[WHAT THIS TASK INVOLVES] In the records, find each line where "pond" occurs, and copy it.

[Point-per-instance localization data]
..........

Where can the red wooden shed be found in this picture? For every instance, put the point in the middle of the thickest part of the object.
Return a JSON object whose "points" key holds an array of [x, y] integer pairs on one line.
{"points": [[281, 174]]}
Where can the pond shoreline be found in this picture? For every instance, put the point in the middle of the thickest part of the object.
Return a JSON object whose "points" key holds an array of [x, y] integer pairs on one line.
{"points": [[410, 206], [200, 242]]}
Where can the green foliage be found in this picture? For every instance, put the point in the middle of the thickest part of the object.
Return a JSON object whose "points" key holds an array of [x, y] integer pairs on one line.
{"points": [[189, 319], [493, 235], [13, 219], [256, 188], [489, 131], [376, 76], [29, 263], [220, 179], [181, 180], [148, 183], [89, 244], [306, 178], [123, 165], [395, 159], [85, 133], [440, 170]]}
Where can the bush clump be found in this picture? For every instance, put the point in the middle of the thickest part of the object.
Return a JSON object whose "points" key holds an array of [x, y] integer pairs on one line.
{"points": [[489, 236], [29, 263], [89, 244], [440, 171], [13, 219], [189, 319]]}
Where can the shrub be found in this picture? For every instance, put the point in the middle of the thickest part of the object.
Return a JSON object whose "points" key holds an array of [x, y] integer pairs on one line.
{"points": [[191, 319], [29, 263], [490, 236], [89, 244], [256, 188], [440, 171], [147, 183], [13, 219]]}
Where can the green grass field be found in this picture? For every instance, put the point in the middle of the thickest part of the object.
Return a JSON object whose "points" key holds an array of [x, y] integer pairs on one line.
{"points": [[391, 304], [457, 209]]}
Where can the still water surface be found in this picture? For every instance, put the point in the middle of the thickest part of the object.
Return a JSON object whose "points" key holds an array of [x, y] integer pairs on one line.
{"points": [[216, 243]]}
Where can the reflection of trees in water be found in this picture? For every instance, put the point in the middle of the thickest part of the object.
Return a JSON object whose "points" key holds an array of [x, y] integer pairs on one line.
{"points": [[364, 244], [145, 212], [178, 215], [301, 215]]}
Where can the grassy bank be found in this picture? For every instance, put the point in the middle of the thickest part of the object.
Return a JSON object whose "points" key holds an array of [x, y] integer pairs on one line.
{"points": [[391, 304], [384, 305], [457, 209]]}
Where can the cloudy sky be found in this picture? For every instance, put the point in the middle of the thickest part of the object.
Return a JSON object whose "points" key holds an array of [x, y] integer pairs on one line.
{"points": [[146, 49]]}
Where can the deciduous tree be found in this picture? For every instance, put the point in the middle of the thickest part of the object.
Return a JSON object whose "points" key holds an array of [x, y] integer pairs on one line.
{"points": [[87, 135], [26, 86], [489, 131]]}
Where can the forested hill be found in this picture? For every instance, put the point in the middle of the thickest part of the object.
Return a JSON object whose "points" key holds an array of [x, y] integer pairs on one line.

..........

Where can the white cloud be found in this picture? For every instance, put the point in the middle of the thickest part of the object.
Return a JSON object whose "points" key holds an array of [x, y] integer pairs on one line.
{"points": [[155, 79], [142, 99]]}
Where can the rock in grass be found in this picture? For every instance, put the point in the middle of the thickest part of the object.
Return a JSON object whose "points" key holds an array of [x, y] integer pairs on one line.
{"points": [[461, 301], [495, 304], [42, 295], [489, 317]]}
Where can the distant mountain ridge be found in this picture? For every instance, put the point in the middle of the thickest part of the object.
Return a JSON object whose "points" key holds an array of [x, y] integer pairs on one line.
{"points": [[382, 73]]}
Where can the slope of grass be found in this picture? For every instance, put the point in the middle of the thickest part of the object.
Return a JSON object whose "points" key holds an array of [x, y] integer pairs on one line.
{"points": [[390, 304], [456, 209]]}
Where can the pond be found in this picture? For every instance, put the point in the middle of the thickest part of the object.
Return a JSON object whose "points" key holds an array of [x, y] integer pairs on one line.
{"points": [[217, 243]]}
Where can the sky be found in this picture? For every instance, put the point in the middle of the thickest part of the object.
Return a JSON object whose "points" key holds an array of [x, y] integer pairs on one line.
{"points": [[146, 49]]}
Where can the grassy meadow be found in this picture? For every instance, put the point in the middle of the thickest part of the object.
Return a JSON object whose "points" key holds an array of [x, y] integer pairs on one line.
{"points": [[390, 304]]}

..........

[ANSWER AREA]
Where can the pond shoreline be found in this picture? For every instance, put the point in the middle of the thickest part of the object.
Where can the pond be found in this picture? For every instance, put the point in the middle of the thickest part of the object.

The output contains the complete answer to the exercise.